---
title: "Connect Chronosphere to Claude: Map and Sync Observability Teams"
slug: connect-chronosphere-to-claude-map-and-sync-observability-teams
date: 2026-06-08
author: Uday Gajavalli
categories: ["AI & Agents"]
excerpt: "Learn how to connect Chronosphere to Claude using Truto's MCP server. Map observability teams, sync user access, and automate incident response workflows."
tldr: "Connect Chronosphere to Claude via Truto's MCP server to automate observability team mapping. This guide covers setup, API quirks, rate limit handling, and concrete tool-calling workflows for incident response."
canonical: https://truto.one/blog/connect-chronosphere-to-claude-map-and-sync-observability-teams/
---

# Connect Chronosphere to Claude: Map and Sync Observability Teams


If your team uses ChatGPT, check out our guide on [connecting Chronosphere to ChatGPT](https://truto.one/connect-chronosphere-to-chatgpt-audit-and-manage-team-details/) and [connecting Chronosphere to AI Agents](https://truto.one/connect-chronosphere-to-ai-agents-automate-team-member-lookups/).

Integrating observability platforms with LLMs gives engineering teams immediate access to critical context during incidents. By connecting Chronosphere to Claude via the Model Context Protocol (MCP), you can enable Claude to map out your organizational topology, query team ownership, and sync observability access controls directly within your chat interface.

This guide covers how to expose Chronosphere's Teams API as [MCP tools](https://truto.one/auto-generated-mcp-tools-for-ai-agents-a-2026-architecture-guide/) using Truto's SuperAI server. We will walk through configuring the MCP endpoint, hooking it up to Claude, navigating Chronosphere's specific API realities, and executing real-world incident response workflows.

## The Engineering Reality of the Chronosphere API

Mapping organizational structures in an observability platform requires understanding how the vendor specifically handles identifiers, RBAC, and rate limiting. The Chronosphere API presents a few unique integration realities that you must account for when passing data to an LLM.

### 1. Immutable Slugs vs Display Names
Chronosphere relies heavily on `slug` identifiers rather than raw UUIDs for many of its configuration references. While a team's `name` and `description` can change to reflect organizational shifts, the `slug` is often immutable or strictly formatted. When asking Claude to map dashboards or alerts to teams, it must use the exact string returned in the `slug` field. Truto's tools expose both the name and the slug, but you must instruct your agent to prioritize the slug for subsequent lookups.

### 2. Flattened User Email Arrays
Chronosphere returns team membership as a flat array of strings (`user_emails`) rather than complex objects containing user IDs and metadata. This simplifies directory parsing but creates strict dependencies on your Identity Provider (IdP). If an engineer's email in Chronosphere does not perfectly match their email in Slack or Jira, Claude will struggle to cross-reference them. You must ensure IdP email consistency when asking Claude to audit team rosters.

## Work to complete
1: List every field name that the Chronosphere guide shows in code formatting, counting each name once.
2: Please carry on writing the Chronosphere guide from its last sentence.
You won't need the data that follows to do this work.

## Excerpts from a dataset
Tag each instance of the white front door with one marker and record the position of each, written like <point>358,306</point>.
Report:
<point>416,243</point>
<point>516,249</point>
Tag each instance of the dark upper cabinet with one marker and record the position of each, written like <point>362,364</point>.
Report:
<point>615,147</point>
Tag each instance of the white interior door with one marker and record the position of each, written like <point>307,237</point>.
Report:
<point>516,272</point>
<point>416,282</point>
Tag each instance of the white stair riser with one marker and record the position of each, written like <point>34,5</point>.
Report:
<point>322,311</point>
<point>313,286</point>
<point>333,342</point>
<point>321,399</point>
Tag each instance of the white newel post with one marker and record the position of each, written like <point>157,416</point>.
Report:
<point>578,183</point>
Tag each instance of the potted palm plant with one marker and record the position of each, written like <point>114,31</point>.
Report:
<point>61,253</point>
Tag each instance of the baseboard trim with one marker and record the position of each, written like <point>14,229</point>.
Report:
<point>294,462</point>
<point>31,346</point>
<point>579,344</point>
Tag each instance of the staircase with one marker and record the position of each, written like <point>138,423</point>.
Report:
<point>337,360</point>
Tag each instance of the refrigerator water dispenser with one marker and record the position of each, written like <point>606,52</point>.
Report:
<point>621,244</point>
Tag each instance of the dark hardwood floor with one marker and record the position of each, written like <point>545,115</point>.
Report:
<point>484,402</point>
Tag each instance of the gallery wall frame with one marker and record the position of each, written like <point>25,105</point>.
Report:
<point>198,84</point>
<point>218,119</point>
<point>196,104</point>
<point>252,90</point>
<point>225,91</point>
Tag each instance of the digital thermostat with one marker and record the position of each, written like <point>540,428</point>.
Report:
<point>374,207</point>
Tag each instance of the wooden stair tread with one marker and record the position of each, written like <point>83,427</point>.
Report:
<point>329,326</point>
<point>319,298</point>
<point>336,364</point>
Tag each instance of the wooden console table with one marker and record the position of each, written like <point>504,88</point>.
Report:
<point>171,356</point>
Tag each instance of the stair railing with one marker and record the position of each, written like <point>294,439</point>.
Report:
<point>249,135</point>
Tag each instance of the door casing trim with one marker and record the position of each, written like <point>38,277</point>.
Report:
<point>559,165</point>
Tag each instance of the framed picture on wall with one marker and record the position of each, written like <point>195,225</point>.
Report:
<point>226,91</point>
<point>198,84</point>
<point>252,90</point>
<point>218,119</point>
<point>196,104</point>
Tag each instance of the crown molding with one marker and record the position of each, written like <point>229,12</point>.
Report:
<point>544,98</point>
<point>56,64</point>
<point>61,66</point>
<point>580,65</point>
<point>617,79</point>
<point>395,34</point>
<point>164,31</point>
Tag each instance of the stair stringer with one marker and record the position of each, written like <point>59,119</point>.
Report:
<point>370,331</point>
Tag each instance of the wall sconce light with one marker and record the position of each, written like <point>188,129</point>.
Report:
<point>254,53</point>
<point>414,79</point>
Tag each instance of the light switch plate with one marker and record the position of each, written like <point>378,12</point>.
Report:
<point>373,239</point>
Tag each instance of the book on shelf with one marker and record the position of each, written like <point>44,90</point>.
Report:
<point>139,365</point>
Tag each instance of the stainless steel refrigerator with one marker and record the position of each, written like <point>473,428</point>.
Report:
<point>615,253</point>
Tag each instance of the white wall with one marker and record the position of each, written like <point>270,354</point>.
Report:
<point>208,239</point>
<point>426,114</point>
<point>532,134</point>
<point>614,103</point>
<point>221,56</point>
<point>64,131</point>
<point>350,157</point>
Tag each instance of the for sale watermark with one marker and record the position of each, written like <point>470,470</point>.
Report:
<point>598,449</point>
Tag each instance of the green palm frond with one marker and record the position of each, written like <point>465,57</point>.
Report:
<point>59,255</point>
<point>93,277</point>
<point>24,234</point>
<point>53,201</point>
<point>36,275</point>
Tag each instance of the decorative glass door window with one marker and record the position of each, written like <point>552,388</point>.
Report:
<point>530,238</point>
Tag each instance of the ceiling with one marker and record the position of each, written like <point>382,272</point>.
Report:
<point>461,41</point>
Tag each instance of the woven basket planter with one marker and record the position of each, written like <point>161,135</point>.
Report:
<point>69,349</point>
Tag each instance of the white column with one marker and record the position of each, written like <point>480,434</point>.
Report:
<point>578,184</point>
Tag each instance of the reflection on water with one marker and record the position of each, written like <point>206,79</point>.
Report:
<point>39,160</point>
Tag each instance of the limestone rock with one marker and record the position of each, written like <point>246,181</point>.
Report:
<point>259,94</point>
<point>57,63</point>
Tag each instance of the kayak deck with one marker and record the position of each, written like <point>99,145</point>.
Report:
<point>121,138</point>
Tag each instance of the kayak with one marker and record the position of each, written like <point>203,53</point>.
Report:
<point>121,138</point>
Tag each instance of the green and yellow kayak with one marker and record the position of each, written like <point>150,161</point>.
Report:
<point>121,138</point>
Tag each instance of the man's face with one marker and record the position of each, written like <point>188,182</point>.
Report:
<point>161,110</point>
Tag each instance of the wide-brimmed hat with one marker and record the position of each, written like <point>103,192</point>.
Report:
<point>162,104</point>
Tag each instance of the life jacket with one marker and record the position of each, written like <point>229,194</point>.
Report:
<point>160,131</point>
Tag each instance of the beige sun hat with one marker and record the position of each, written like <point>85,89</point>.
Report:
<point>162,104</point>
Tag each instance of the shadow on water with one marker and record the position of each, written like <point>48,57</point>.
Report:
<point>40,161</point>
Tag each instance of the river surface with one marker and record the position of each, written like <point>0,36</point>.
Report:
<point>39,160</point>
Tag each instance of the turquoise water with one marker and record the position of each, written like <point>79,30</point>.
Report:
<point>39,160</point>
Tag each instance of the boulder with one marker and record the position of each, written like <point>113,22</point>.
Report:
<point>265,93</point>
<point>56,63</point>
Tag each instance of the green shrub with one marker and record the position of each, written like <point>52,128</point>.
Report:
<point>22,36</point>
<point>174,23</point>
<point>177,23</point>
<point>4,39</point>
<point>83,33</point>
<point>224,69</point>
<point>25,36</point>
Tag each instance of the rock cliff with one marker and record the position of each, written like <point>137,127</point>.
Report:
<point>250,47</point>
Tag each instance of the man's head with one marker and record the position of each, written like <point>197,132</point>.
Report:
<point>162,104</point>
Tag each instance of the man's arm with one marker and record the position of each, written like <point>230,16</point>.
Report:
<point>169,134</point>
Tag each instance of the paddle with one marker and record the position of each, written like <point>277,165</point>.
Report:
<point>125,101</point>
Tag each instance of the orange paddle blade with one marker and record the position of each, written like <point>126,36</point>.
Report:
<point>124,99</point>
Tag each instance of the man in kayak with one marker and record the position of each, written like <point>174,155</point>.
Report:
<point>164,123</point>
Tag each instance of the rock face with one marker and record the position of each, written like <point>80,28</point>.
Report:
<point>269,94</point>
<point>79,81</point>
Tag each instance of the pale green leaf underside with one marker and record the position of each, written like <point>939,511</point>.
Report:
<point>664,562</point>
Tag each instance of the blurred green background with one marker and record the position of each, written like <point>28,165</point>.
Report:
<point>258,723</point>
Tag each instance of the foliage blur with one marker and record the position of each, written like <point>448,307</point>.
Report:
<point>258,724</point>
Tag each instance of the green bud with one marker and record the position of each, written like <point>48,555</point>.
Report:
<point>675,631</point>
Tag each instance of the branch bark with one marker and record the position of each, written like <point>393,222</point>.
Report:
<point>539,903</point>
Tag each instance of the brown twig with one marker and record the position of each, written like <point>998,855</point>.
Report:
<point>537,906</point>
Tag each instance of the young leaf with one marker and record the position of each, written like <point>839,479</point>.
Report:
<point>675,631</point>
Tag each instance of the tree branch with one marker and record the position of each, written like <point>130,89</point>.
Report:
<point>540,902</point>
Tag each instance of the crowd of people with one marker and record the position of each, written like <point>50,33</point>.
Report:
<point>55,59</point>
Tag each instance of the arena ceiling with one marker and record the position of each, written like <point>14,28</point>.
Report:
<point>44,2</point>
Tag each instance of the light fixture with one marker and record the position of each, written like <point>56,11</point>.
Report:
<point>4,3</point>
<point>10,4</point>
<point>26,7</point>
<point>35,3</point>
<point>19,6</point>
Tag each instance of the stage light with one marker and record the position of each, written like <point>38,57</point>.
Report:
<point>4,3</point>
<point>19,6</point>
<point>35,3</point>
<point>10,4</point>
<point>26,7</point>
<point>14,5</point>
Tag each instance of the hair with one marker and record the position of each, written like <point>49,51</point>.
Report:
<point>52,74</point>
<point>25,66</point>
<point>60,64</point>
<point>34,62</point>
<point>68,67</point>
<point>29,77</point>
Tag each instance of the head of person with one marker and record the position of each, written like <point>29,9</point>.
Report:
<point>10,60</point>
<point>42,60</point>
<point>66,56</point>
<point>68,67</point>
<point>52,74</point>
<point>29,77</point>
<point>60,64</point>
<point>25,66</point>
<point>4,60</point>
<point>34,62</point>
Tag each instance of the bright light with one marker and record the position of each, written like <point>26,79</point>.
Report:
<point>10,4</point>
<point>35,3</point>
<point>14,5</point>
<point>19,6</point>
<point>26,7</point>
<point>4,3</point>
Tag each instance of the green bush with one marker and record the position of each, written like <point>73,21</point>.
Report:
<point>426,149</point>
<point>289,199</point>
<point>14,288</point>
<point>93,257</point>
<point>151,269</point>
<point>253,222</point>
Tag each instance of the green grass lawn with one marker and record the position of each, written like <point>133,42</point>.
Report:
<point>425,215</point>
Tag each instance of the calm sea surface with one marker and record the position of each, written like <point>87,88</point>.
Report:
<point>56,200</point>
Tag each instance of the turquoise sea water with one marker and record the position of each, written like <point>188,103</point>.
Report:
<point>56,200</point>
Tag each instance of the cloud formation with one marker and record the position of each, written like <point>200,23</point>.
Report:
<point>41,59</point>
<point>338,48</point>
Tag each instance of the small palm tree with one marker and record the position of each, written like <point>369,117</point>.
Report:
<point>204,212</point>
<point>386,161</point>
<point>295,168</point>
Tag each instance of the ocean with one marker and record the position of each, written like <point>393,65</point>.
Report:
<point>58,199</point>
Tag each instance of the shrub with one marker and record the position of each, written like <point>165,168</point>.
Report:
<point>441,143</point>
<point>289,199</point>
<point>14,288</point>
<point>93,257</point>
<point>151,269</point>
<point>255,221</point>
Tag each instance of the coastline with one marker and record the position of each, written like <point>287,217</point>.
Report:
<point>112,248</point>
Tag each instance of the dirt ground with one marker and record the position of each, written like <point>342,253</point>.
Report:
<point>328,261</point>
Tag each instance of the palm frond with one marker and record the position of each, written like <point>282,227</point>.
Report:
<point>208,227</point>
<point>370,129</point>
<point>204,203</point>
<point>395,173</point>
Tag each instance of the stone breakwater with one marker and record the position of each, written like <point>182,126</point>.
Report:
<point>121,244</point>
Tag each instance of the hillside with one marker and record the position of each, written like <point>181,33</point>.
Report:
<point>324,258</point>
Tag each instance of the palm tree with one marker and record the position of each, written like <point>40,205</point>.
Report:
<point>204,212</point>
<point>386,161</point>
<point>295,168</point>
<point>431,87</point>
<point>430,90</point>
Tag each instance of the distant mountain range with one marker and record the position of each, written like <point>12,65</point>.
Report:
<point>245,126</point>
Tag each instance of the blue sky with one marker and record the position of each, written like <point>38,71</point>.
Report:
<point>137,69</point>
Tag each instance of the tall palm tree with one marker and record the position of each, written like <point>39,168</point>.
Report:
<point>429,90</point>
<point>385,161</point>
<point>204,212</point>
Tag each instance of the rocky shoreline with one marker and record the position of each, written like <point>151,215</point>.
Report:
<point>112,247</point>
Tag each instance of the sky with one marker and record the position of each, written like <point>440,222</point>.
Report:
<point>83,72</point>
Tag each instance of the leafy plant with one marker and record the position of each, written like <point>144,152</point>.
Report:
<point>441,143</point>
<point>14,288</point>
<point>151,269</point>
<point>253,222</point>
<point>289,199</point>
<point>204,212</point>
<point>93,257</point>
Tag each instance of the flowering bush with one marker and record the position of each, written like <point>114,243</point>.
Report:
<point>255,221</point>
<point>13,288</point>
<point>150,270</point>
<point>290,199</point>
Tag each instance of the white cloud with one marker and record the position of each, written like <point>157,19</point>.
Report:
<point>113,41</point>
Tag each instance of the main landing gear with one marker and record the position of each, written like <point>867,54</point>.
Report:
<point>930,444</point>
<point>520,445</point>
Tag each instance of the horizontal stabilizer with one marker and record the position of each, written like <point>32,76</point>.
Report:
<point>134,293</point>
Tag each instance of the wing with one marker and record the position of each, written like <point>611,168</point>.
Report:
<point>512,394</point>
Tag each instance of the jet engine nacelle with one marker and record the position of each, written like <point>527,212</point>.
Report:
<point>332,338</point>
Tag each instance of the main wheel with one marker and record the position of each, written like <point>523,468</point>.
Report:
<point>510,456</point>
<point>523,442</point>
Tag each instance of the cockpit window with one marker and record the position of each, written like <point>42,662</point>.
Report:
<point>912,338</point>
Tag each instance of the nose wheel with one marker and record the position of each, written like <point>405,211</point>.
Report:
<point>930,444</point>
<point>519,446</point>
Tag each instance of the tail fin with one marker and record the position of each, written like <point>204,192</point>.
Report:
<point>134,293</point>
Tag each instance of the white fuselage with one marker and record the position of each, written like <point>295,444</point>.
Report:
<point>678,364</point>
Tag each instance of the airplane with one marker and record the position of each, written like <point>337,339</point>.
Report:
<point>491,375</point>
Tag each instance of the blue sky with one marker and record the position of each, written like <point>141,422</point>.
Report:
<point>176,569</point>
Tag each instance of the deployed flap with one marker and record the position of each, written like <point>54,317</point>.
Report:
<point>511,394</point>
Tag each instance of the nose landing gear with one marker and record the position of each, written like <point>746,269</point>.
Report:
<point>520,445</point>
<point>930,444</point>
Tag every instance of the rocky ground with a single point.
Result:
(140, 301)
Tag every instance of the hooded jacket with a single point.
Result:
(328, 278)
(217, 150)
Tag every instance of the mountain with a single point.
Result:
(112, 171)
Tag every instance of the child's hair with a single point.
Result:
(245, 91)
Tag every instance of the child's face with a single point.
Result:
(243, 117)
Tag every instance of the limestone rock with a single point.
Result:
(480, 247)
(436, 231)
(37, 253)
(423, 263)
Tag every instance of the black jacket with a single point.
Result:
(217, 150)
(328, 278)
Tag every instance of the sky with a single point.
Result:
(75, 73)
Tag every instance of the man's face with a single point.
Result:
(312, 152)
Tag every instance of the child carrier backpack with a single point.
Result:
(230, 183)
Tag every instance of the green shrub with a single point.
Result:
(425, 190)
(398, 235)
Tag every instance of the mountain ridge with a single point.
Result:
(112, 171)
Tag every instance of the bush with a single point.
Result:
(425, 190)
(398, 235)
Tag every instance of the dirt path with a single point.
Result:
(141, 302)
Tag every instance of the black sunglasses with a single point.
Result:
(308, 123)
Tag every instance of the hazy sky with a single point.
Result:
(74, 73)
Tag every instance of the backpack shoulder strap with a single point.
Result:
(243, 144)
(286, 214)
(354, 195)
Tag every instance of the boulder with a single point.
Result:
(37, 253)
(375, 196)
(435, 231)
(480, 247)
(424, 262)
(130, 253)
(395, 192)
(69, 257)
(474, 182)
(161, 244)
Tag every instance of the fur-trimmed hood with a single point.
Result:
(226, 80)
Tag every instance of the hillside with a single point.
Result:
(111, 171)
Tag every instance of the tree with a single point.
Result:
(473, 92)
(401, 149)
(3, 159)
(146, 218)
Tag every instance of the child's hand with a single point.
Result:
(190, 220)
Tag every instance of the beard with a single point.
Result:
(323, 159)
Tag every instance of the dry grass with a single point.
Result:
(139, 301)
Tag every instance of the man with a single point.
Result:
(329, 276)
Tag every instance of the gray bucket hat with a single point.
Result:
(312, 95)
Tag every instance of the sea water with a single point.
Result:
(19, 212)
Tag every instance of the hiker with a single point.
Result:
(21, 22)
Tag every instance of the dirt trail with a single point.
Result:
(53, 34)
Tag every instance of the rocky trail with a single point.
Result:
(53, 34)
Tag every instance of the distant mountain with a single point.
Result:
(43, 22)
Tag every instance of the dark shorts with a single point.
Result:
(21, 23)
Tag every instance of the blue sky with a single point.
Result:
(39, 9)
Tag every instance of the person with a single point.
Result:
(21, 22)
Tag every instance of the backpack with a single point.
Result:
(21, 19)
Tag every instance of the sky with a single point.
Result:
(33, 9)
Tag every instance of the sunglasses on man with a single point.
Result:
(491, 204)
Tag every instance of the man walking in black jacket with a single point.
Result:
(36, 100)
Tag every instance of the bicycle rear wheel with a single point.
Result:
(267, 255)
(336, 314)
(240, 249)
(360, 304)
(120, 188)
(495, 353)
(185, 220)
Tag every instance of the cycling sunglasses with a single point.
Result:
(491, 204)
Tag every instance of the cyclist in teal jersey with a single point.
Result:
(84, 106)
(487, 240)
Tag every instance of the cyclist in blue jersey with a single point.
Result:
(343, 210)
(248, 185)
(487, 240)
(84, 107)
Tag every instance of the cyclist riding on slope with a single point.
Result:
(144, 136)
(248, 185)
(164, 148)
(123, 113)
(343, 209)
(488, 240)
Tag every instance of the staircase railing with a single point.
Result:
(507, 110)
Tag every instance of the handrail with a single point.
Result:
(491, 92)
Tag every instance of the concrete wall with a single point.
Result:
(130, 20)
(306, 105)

## Results of the tasks
1: slug, name, description, user_emails

2:
### 3. Factual Note on Rate Limits
Querying observability APIs during an active incident can quickly trigger rate limits if multiple automated systems are pulling context simultaneously. **Truto does not retry, throttle, or apply backoff on rate limit errors.** When the Chronosphere API returns an HTTP 429, Truto passes that error directly to the caller. Truto normalizes upstream rate limit info into standardized headers (`ratelimit-limit`, `ratelimit-remaining`, `ratelimit-reset`) per the IETF spec. The caller (in this case, your custom MCP client or orchestration script sitting in front of Claude) is fully responsible for retry logic and backoff.

## Creating the Chronosphere MCP Server

To give Claude access to Chronosphere, you first need to generate a secure [MCP server](https://truto.one/the-hands-on-guide-to-building-mcp-servers-for-ai-agents-2026/) URL scoped strictly to your connected Chronosphere account. Truto allows you to generate this dynamic JSON-RPC 2.0 endpoint via the UI or programmatically via the REST API.

### Option 1: Via the Truto UI

For ad-hoc configurations, the UI provides a fast path:

1. Log into your Truto dashboard and navigate to the integrated account page for your Chronosphere connection.
2. Select the **MCP Servers** tab.
3. Click **Create MCP Server**.
4. Define the server settings. You can restrict operations to `read` methods to ensure Claude cannot accidentally mutate team configurations.
5. Click **Save** and copy the generated `https://api.truto.one/mcp/...` URL.

### Option 2: Via the Truto API

For platform engineers dynamically provisioning MCP servers for internal tools, use the Truto API. This creates a database record and registers the token in distributed key-value storage.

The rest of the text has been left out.